What you should do: Return every line below exactly, without dropping any.
Data extract Block Start
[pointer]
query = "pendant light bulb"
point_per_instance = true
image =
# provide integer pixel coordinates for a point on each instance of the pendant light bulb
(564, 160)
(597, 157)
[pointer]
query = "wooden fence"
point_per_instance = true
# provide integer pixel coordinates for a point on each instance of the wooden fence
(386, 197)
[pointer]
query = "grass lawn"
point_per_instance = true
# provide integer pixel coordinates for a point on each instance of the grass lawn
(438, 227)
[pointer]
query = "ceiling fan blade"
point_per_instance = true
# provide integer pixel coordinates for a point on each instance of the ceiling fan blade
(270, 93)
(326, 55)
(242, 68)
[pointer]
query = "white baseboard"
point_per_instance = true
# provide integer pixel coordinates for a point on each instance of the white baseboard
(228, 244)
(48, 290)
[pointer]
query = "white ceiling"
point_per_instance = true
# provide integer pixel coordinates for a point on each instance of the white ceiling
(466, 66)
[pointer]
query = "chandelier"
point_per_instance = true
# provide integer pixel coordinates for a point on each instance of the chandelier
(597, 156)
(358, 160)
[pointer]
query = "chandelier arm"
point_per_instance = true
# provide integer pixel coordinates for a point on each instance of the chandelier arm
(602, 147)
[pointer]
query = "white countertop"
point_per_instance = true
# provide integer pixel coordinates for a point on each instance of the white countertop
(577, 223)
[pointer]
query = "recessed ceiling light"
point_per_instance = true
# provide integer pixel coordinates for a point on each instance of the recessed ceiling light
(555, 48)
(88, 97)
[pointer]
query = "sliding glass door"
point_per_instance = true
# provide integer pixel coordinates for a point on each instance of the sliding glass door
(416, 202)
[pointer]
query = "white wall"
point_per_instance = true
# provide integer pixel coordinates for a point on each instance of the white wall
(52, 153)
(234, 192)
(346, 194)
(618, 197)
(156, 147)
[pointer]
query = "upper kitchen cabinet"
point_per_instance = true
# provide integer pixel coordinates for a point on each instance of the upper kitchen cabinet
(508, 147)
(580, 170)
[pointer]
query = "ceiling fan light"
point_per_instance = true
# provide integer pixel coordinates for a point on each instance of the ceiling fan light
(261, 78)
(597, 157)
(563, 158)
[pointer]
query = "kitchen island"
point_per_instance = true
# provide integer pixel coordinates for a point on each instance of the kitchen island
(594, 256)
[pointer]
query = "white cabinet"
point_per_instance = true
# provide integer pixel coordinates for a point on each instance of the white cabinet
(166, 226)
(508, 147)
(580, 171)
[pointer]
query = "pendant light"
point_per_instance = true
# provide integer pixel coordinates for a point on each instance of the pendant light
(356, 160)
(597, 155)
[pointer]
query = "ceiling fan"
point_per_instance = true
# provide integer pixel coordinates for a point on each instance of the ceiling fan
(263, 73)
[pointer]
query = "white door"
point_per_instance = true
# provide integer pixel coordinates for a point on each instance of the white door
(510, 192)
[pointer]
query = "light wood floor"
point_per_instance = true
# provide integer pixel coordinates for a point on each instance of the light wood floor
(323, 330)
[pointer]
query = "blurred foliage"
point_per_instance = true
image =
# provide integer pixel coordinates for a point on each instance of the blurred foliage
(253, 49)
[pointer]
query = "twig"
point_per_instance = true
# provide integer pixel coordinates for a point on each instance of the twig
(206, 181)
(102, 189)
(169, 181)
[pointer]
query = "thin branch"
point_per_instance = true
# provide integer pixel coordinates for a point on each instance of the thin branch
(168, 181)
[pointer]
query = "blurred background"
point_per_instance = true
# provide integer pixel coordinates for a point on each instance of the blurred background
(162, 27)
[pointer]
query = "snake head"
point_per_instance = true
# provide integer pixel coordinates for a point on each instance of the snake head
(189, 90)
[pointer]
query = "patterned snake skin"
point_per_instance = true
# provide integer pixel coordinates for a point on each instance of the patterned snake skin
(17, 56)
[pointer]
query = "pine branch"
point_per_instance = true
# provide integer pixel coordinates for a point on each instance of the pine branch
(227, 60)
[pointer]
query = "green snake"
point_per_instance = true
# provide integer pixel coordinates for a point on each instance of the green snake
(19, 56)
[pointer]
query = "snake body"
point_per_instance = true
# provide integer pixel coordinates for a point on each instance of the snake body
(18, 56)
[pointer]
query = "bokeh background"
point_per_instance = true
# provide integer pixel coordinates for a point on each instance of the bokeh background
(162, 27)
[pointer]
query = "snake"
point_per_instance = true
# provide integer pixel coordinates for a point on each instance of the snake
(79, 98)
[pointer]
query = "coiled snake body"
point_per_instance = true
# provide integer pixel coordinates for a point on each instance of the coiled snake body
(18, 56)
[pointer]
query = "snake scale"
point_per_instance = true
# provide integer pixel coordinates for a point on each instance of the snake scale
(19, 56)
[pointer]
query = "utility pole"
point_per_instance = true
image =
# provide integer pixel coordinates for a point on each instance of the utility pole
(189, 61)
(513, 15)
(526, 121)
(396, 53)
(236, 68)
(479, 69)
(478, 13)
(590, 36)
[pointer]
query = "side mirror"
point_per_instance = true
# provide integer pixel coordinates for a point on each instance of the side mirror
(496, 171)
Data extract Block End
Exercise result:
[pointer]
query = "pendant light bulb"
point_per_instance = true
image =
# provide integer pixel coordinates for a point on each instance of the pendant light bulb
(564, 160)
(597, 157)
[pointer]
query = "wooden fence"
point_per_instance = true
# provide integer pixel coordinates for a point on each instance of the wooden fence
(386, 197)
[pointer]
query = "grass lawn"
point_per_instance = true
# provide integer pixel coordinates for a point on each instance of the grass lawn
(438, 227)
[pointer]
query = "ceiling fan blade"
point_per_instance = true
# provide integer pixel coordinates for a point on each instance of the ceiling fan blade
(270, 93)
(326, 55)
(242, 68)
[pointer]
query = "white baseboard"
point_per_instance = true
# provide integer pixel coordinates for a point on each instance of the white baseboard
(228, 244)
(48, 290)
[pointer]
query = "white ceiling"
point_per_instance = true
# provide integer pixel coordinates for a point on each instance of the white ceiling
(466, 66)
[pointer]
query = "chandelier"
point_per_instance = true
# provide integer pixel coordinates for a point on each instance of the chandelier
(597, 156)
(358, 160)
[pointer]
query = "chandelier arm"
point_per_instance = true
# provide integer pixel coordinates for a point on each instance of the chandelier arm
(602, 147)
[pointer]
query = "white countertop"
point_per_instance = true
# provide integer pixel coordinates for a point on each instance of the white countertop
(577, 223)
[pointer]
query = "recessed ceiling light"
point_per_instance = true
# provide integer pixel coordinates for a point on each instance of the recessed ceiling light
(555, 48)
(88, 97)
[pointer]
query = "sliding glass door"
point_per_instance = true
# provide integer pixel coordinates for a point on each instance of the sliding glass door
(416, 202)
[pointer]
query = "white wall"
point_per_instance = true
# provide integer pixel coordinates for a point on each instance of the white wall
(52, 153)
(234, 192)
(346, 194)
(618, 197)
(156, 147)
[pointer]
query = "upper kitchen cabinet"
point_per_instance = true
# provide integer pixel coordinates for a point on each instance of the upper kitchen cabinet
(508, 147)
(580, 170)
[pointer]
query = "ceiling fan light"
point_per_instance = true
# provide integer pixel coordinates for a point on each instance of the ceiling fan light
(261, 78)
(597, 157)
(563, 158)
[pointer]
query = "kitchen island"
point_per_instance = true
# provide integer pixel coordinates for a point on each instance of the kitchen island
(594, 256)
[pointer]
query = "white cabinet"
point_per_instance = true
# provide integer pixel coordinates for a point on each instance of the white cabinet
(166, 226)
(508, 147)
(580, 171)
[pointer]
query = "pendant light"
point_per_instance = true
# provide integer pixel coordinates for a point on each instance of the pendant light
(356, 160)
(597, 155)
[pointer]
query = "ceiling fan"
point_per_instance = true
# provide integer pixel coordinates for a point on each instance of the ceiling fan
(263, 73)
[pointer]
query = "white door"
point_per_instance = true
# provide integer pixel coordinates for a point on each instance of the white door
(510, 192)
[pointer]
query = "light wood floor"
point_per_instance = true
# provide integer pixel coordinates for a point on each instance of the light wood floor
(323, 330)
[pointer]
query = "blurred foliage"
point_per_instance = true
image =
# provide integer pixel coordinates for a point on each instance of the blurred foliage
(253, 49)
[pointer]
query = "twig"
point_per_instance = true
# provide integer pixel coordinates for a point on each instance of the twig
(206, 181)
(102, 189)
(169, 181)
[pointer]
query = "thin branch"
point_per_instance = true
# provide integer pixel coordinates for a point on each instance of the thin branch
(168, 181)
[pointer]
query = "blurred background"
point_per_instance = true
# provide integer pixel coordinates for a point on each instance of the blurred background
(162, 27)
[pointer]
query = "snake head"
point_per_instance = true
# provide integer pixel coordinates for a point on each instance of the snake head
(189, 90)
[pointer]
query = "patterned snake skin"
point_per_instance = true
# provide integer pixel coordinates for a point on each instance of the patterned snake skin
(17, 56)
[pointer]
query = "pine branch"
point_per_instance = true
# provide integer pixel coordinates for a point on each instance of the pine branch
(227, 60)
[pointer]
query = "green snake"
point_per_instance = true
# provide integer pixel coordinates for a point on each instance of the green snake
(19, 56)
[pointer]
query = "snake body"
point_per_instance = true
# provide integer pixel coordinates for a point on each instance of the snake body
(18, 56)
[pointer]
query = "bokeh background"
point_per_instance = true
# provide integer pixel coordinates for a point on each instance of the bokeh background
(162, 27)
[pointer]
query = "snake"
point_per_instance = true
# provide integer pixel coordinates for a point on each instance of the snake
(79, 98)
[pointer]
query = "coiled snake body"
point_per_instance = true
# provide integer pixel coordinates for a point on each instance of the coiled snake body
(18, 56)
[pointer]
query = "snake scale"
point_per_instance = true
# provide integer pixel coordinates for a point on each instance of the snake scale
(19, 56)
[pointer]
query = "utility pole"
point_per_instance = true
image =
# provide integer pixel coordinates for a point on each instance of the utility pole
(189, 61)
(513, 15)
(526, 121)
(396, 53)
(236, 68)
(479, 69)
(478, 13)
(590, 36)
[pointer]
query = "side mirror"
point_per_instance = true
# provide integer pixel coordinates for a point on each instance of the side mirror
(496, 171)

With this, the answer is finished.